→ What is asked: Transcribe every line of the material below with no changes at all.

Data records:
= = = = =

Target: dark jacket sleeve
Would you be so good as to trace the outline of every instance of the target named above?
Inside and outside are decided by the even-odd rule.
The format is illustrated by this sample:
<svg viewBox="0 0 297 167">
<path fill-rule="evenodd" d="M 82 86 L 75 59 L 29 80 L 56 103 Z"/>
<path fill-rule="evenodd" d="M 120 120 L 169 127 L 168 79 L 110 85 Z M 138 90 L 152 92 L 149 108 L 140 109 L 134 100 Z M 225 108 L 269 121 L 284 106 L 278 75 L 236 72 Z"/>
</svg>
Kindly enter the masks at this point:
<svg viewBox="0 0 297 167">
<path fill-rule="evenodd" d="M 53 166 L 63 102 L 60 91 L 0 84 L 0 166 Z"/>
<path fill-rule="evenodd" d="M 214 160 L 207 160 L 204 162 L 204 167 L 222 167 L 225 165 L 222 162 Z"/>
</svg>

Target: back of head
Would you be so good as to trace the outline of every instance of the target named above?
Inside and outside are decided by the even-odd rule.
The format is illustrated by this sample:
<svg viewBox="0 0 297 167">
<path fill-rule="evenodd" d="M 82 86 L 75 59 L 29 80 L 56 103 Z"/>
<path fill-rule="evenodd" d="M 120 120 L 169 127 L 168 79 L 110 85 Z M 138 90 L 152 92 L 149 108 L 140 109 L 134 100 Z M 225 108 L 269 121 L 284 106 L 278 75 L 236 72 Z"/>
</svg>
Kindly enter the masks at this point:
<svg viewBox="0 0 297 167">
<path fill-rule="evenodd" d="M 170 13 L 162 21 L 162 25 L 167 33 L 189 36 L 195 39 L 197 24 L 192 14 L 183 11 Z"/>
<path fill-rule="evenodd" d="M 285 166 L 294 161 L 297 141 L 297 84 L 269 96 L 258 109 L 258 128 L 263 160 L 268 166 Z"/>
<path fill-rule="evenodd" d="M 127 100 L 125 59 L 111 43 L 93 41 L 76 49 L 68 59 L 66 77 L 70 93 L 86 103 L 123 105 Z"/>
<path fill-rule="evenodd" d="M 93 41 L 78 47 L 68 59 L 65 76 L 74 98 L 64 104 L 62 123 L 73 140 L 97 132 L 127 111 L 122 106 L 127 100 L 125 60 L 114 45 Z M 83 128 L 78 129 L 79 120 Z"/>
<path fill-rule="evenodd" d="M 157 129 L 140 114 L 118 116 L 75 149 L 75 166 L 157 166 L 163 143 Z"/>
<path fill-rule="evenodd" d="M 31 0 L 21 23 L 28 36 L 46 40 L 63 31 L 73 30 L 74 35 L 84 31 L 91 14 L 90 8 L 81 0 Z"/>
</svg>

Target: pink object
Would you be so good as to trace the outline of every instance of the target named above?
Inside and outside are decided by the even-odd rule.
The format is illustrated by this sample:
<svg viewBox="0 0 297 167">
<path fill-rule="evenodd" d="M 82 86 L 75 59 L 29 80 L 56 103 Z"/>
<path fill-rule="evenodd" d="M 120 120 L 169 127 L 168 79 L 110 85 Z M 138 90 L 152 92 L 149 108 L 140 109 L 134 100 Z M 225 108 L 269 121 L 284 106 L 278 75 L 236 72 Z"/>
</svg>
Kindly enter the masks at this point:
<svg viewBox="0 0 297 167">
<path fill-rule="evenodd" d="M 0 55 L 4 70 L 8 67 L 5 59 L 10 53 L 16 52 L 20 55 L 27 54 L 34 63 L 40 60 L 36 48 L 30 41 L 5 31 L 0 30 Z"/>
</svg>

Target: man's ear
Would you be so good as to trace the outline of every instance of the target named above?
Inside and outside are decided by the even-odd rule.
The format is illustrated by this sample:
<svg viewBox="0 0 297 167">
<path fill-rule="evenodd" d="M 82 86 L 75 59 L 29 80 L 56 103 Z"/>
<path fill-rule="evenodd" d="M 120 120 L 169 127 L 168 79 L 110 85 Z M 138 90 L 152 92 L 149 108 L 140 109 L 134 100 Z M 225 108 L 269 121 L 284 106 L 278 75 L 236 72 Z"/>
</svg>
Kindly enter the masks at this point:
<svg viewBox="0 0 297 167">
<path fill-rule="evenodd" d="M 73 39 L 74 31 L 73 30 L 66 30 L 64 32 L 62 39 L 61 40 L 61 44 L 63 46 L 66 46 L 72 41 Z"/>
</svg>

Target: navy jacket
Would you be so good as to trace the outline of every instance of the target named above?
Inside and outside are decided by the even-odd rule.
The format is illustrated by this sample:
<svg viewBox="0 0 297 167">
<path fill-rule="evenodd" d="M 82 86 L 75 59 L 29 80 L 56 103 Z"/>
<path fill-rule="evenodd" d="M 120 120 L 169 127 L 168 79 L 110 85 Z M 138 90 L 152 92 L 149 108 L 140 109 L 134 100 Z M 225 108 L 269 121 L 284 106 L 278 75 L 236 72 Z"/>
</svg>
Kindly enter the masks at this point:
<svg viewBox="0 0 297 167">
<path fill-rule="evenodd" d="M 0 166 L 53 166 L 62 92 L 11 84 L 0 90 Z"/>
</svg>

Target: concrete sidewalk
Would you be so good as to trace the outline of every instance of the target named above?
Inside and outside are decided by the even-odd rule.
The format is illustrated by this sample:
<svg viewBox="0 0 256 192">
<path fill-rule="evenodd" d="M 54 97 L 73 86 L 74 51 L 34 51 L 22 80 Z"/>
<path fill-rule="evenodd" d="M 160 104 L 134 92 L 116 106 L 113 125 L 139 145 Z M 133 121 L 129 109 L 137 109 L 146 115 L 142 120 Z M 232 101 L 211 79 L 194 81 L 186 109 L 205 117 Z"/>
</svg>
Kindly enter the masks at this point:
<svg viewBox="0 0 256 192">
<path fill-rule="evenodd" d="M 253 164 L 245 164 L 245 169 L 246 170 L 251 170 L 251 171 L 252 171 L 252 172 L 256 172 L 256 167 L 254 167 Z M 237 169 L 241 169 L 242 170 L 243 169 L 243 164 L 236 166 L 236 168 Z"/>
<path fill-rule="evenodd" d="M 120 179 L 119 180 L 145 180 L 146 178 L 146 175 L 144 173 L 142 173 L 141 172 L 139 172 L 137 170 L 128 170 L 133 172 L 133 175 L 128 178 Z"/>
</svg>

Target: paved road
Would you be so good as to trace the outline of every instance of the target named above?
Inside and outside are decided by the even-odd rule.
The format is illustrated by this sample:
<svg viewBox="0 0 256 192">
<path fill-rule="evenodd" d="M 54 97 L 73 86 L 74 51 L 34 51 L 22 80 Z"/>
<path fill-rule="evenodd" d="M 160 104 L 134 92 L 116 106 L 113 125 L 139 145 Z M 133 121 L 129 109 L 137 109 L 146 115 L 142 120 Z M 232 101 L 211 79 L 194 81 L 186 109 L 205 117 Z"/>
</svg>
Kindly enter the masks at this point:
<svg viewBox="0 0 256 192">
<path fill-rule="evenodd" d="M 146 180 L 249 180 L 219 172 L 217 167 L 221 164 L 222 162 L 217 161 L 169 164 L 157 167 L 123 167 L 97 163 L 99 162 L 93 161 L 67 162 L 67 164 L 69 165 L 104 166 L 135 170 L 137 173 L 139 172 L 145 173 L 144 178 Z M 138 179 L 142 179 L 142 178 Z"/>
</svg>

= = = = =

→ Finished answer:
Target: dark jacket sleeve
Would you be so good as to trace the outline of every instance of the target named above?
Inside and outside are decided by the even-odd rule.
The format is illustrated by this sample:
<svg viewBox="0 0 297 167">
<path fill-rule="evenodd" d="M 82 86 L 75 59 L 29 80 L 56 103 Z"/>
<path fill-rule="evenodd" d="M 120 120 L 169 127 L 168 79 L 110 85 Z M 138 90 L 152 92 L 149 108 L 140 109 L 134 100 Z M 225 108 L 269 121 L 284 106 L 278 75 L 236 72 Z"/>
</svg>
Kindly enter the masks at this point:
<svg viewBox="0 0 297 167">
<path fill-rule="evenodd" d="M 53 166 L 63 102 L 60 91 L 0 84 L 0 166 Z"/>
<path fill-rule="evenodd" d="M 214 160 L 207 160 L 204 162 L 204 167 L 222 167 L 225 165 L 222 162 Z"/>
</svg>

Target: back of head
Would you be so good as to trace the outline of every instance of the target named above?
Inside and outside are decided by the even-odd rule.
The format is illustrated by this sample:
<svg viewBox="0 0 297 167">
<path fill-rule="evenodd" d="M 82 86 L 75 59 L 29 80 L 56 103 Z"/>
<path fill-rule="evenodd" d="M 120 120 L 169 127 L 168 79 L 110 85 Z M 138 90 L 152 92 L 149 108 L 140 109 L 134 100 Z M 225 108 L 269 121 L 284 106 L 278 75 L 236 72 Z"/>
</svg>
Kindly enter the masks at this point:
<svg viewBox="0 0 297 167">
<path fill-rule="evenodd" d="M 170 13 L 162 21 L 162 25 L 167 33 L 189 36 L 195 39 L 197 24 L 192 14 L 183 11 Z"/>
<path fill-rule="evenodd" d="M 285 166 L 294 161 L 297 141 L 297 84 L 269 96 L 258 109 L 258 128 L 263 160 L 268 166 Z"/>
<path fill-rule="evenodd" d="M 127 100 L 125 59 L 111 43 L 93 41 L 76 49 L 68 59 L 66 77 L 70 93 L 86 103 L 123 105 Z"/>
<path fill-rule="evenodd" d="M 93 41 L 78 47 L 68 59 L 65 76 L 74 98 L 64 104 L 62 123 L 73 140 L 97 132 L 127 111 L 122 106 L 127 100 L 125 60 L 114 45 Z M 83 128 L 78 129 L 79 120 Z"/>
<path fill-rule="evenodd" d="M 157 129 L 140 114 L 118 116 L 75 149 L 75 166 L 157 166 L 163 143 Z"/>
<path fill-rule="evenodd" d="M 31 0 L 21 23 L 28 36 L 46 40 L 63 31 L 73 30 L 74 35 L 84 31 L 91 14 L 90 8 L 81 0 Z"/>
</svg>

Target: pink object
Would you be so good as to trace the outline of every instance of the target named above?
Inside and outside are decided by the even-odd rule.
The format is illustrated by this sample:
<svg viewBox="0 0 297 167">
<path fill-rule="evenodd" d="M 82 86 L 75 59 L 29 80 L 56 103 Z"/>
<path fill-rule="evenodd" d="M 120 120 L 169 127 L 168 79 L 110 85 Z M 138 90 L 152 92 L 149 108 L 140 109 L 134 100 Z M 225 108 L 269 121 L 284 106 L 278 75 L 236 72 Z"/>
</svg>
Kindly enter the masks at this point:
<svg viewBox="0 0 297 167">
<path fill-rule="evenodd" d="M 0 55 L 4 70 L 8 67 L 5 59 L 10 53 L 16 52 L 20 55 L 27 54 L 34 63 L 40 60 L 36 48 L 30 41 L 5 31 L 0 30 Z"/>
</svg>

Target: man's ear
Would you be so good as to trace the outline of every instance of the target named above?
Inside and outside are decided by the even-odd rule.
The format is illustrated by this sample:
<svg viewBox="0 0 297 167">
<path fill-rule="evenodd" d="M 82 86 L 75 59 L 29 80 L 56 103 Z"/>
<path fill-rule="evenodd" d="M 120 120 L 169 127 L 168 79 L 110 85 Z M 138 90 L 152 92 L 149 108 L 140 109 L 134 100 Z M 225 108 L 269 121 L 284 106 L 278 75 L 236 72 Z"/>
</svg>
Kindly enter the masks at this point:
<svg viewBox="0 0 297 167">
<path fill-rule="evenodd" d="M 73 39 L 74 31 L 73 30 L 66 30 L 64 32 L 62 39 L 61 40 L 61 44 L 63 46 L 66 46 L 72 41 Z"/>
</svg>

Target: navy jacket
Would you be so good as to trace the outline of every instance of the target named above?
Inside and outside are decided by the even-odd rule.
The format is illustrated by this sample:
<svg viewBox="0 0 297 167">
<path fill-rule="evenodd" d="M 82 86 L 75 59 L 29 80 L 56 103 Z"/>
<path fill-rule="evenodd" d="M 120 120 L 169 127 L 168 79 L 110 85 Z M 138 90 L 152 92 L 149 108 L 140 109 L 134 100 Z M 225 108 L 269 121 L 284 106 L 278 75 L 236 72 Z"/>
</svg>
Kindly enter the masks at this point:
<svg viewBox="0 0 297 167">
<path fill-rule="evenodd" d="M 0 166 L 53 166 L 62 92 L 11 84 L 0 90 Z"/>
</svg>

Target: concrete sidewalk
Would you be so good as to trace the outline of every instance of the target named above?
Inside and outside are decided by the even-odd rule.
The format is illustrated by this sample:
<svg viewBox="0 0 256 192">
<path fill-rule="evenodd" d="M 54 97 L 73 86 L 74 51 L 34 51 L 22 80 Z"/>
<path fill-rule="evenodd" d="M 160 104 L 134 92 L 116 106 L 113 125 L 139 145 Z M 133 121 L 129 109 L 137 109 L 146 115 L 142 120 Z M 232 101 L 211 79 L 194 81 L 186 109 L 205 117 Z"/>
</svg>
Kindly enter the masks at this point:
<svg viewBox="0 0 256 192">
<path fill-rule="evenodd" d="M 253 164 L 245 164 L 245 169 L 246 170 L 251 170 L 251 171 L 252 171 L 252 172 L 256 172 L 256 167 L 254 167 Z M 237 169 L 241 169 L 242 170 L 243 169 L 243 164 L 236 166 L 236 168 Z"/>
<path fill-rule="evenodd" d="M 120 179 L 119 180 L 145 180 L 146 178 L 146 175 L 144 173 L 142 173 L 141 172 L 139 172 L 137 170 L 128 170 L 133 172 L 133 175 L 128 178 Z"/>
</svg>

Target: paved road
Would you be so good as to trace the outline of every instance of the target named above?
Inside and outside are decided by the even-odd rule.
The format is illustrated by this sample:
<svg viewBox="0 0 256 192">
<path fill-rule="evenodd" d="M 54 97 L 73 86 L 74 51 L 34 51 L 22 80 Z"/>
<path fill-rule="evenodd" d="M 160 104 L 134 92 L 116 106 L 113 125 L 139 145 Z M 133 121 L 129 109 L 137 109 L 146 115 L 142 120 Z M 232 101 L 211 79 L 194 81 L 186 109 L 205 117 Z"/>
</svg>
Kindly enter the masks at this point:
<svg viewBox="0 0 256 192">
<path fill-rule="evenodd" d="M 146 180 L 249 180 L 219 172 L 217 167 L 221 164 L 222 162 L 217 161 L 169 164 L 157 167 L 123 167 L 97 163 L 99 162 L 93 161 L 67 162 L 67 164 L 69 165 L 104 166 L 135 170 L 137 173 L 139 172 L 145 173 L 144 178 Z M 138 179 L 142 179 L 142 178 Z"/>
</svg>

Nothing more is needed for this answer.